--- start ---

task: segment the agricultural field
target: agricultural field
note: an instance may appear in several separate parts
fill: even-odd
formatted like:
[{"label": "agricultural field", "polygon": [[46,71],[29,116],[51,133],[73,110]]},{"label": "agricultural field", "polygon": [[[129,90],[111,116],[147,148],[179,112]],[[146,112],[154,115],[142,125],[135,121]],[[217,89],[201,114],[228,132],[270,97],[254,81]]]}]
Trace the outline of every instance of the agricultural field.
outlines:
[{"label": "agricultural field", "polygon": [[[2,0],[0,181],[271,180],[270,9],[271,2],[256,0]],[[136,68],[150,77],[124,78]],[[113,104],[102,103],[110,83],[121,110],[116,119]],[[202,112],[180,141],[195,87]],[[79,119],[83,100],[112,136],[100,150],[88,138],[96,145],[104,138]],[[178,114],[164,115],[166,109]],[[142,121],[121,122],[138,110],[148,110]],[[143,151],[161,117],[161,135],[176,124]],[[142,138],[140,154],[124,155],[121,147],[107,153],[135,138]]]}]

--- end ---

* [Your objective] Copy all of the lines above word for word.

* [Expected answer]
task: segment the agricultural field
target: agricultural field
note: an instance may appear in several separate parts
fill: even-odd
formatted like:
[{"label": "agricultural field", "polygon": [[46,71],[29,116],[51,133],[73,110]]},{"label": "agricultural field", "polygon": [[[129,90],[111,116],[147,148],[179,112]],[[146,112],[154,115],[142,125],[135,121]],[[217,89],[201,114],[228,132],[270,97],[254,81]]]}]
Trace the outline of every instance of the agricultural field.
outlines:
[{"label": "agricultural field", "polygon": [[[2,0],[0,181],[271,180],[270,9],[271,2],[256,0]],[[136,68],[150,77],[124,78]],[[113,104],[102,103],[110,83],[121,110],[116,119]],[[202,112],[180,141],[195,87]],[[79,119],[83,100],[112,136],[100,150],[88,138],[96,145],[104,138]],[[178,114],[164,115],[166,109]],[[142,121],[121,122],[138,110],[148,110]],[[143,151],[161,117],[161,135],[176,124]],[[142,138],[140,154],[124,155],[121,147],[107,153],[135,138]]]}]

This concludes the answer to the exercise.